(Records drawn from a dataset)
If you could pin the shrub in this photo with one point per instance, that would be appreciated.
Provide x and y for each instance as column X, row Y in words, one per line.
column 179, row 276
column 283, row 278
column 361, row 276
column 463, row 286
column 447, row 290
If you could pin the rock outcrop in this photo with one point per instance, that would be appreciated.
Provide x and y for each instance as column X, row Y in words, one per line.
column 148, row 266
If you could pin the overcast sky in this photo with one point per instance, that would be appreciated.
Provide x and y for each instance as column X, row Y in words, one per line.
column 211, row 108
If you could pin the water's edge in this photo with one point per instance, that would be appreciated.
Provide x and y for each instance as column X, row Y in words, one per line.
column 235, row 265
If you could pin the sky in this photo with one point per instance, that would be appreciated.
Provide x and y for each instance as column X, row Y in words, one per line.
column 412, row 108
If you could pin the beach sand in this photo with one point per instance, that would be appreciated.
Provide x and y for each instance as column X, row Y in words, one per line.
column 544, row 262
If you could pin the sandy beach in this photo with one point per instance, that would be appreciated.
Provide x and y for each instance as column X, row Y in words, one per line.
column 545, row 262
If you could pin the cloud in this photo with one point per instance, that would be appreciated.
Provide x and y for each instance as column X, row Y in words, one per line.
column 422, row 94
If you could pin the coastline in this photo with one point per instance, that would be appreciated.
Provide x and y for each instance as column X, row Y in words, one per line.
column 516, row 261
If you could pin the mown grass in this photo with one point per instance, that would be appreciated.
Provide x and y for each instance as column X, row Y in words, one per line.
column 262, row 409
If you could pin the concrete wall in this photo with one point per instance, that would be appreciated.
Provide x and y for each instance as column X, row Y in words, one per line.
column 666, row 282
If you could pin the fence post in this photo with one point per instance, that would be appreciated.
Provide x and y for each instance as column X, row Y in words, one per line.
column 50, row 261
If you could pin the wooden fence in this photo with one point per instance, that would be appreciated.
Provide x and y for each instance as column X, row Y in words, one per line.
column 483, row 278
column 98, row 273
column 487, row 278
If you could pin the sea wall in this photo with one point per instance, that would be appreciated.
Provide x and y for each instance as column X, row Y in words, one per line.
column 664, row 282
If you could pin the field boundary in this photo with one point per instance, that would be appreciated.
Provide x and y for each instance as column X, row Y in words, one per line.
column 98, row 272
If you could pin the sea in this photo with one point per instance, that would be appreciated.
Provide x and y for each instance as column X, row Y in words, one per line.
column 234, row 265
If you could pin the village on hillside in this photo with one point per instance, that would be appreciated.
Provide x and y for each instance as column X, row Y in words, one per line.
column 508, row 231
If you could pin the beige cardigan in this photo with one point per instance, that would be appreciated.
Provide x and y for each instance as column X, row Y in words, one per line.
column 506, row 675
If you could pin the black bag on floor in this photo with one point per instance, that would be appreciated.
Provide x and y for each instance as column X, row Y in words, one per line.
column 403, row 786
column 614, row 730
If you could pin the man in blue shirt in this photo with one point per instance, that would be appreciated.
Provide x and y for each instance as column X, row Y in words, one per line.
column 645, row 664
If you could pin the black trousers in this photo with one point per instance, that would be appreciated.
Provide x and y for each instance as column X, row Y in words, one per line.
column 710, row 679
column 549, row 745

**EXERCISE DESCRIPTION**
Please print the records above exactly, leaving nothing out.

**SOLUTION TO THIS PROBLEM**
If you could pin the shrub in this photo with one point per instance, that would be appreciated.
Provide x and y for each instance as column X, row Y in words, one per line.
column 179, row 276
column 283, row 278
column 361, row 276
column 463, row 286
column 447, row 290
If you could pin the rock outcrop in this photo with one point per instance, that would be appreciated.
Provide x and y for each instance as column X, row Y in words, one per line.
column 148, row 266
If you could pin the overcast sky in this photo with one point per instance, that would be appreciated.
Provide x and y for each instance as column X, row Y in words, one per line.
column 211, row 108
If you could pin the water's edge in this photo with one point per instance, that would be appreciated.
Provide x and y for each instance as column X, row Y in words, one per line.
column 235, row 265
If you could pin the sky in this photo with one point per instance, that would be appreciated.
Provide x and y for each instance as column X, row Y in words, one per line.
column 412, row 108
If you could pin the beach sand in this photo with one point per instance, that would be appreciated.
Provide x and y for each instance as column X, row Y in words, one per line.
column 544, row 262
If you could pin the sandy beach in this photo with one point per instance, that would be appreciated.
Provide x and y for each instance as column X, row Y in words, one per line.
column 545, row 262
If you could pin the cloud in this photo with one point per instance, that would be appreciated.
Provide x and y for each instance as column X, row Y in words, one per line.
column 422, row 94
If you could pin the coastline in this photo with one point per instance, that would be appreciated.
Provide x and y for each instance as column X, row Y in words, one per line.
column 516, row 261
If you could pin the mown grass in this photo with one point per instance, that would be appreciated.
Provide x and y for each instance as column X, row Y in words, one per line.
column 262, row 409
If you could pin the concrete wall in this photo with one point per instance, that would be appreciated.
Provide x and y for each instance as column X, row Y in words, one per line.
column 666, row 282
If you could pin the fence post in this photo with one point per instance, that would be appreciated.
Provide x and y for each instance as column X, row Y in words, one per line.
column 50, row 261
If you could pin the wooden fence in this photo with one point per instance, that would be appreciated.
Provide x and y for each instance as column X, row Y in words, one per line.
column 483, row 278
column 98, row 273
column 487, row 278
If you could pin the sea wall in this photo with one point per instance, that would be appreciated.
Provide x and y for each instance as column X, row Y in words, one per line.
column 664, row 282
If you could pin the field boundary in this photo with one point per instance, that would be appreciated.
Provide x and y for each instance as column X, row Y in words, one per line.
column 98, row 272
If you could pin the sea in this photo with one point per instance, that would be appreciated.
Provide x and y for each instance as column X, row Y in words, one per line.
column 234, row 265
If you could pin the village on hillside in this photo with one point per instance, that would be appreciated.
Provide x and y for each instance as column X, row Y in words, one per line.
column 508, row 231
If you could pin the beige cardigan in this photo with one point per instance, that would be appreciated.
Provide x and y for each instance as column X, row Y in words, one per line.
column 506, row 675
If you could pin the black bag on floor in this photo with one point per instance, that would be appreciated.
Provide x and y for each instance as column X, row Y in words, one per line.
column 403, row 786
column 614, row 730
If you could pin the man in blue shirt in this photo with one point per instance, that would be appreciated.
Provide x and y for each instance as column X, row Y in words, one per line.
column 645, row 664
If you could pin the black trousers in this photo with one point per instance, that would be appreciated.
Provide x and y for each instance as column X, row Y in words, one per line.
column 710, row 679
column 549, row 745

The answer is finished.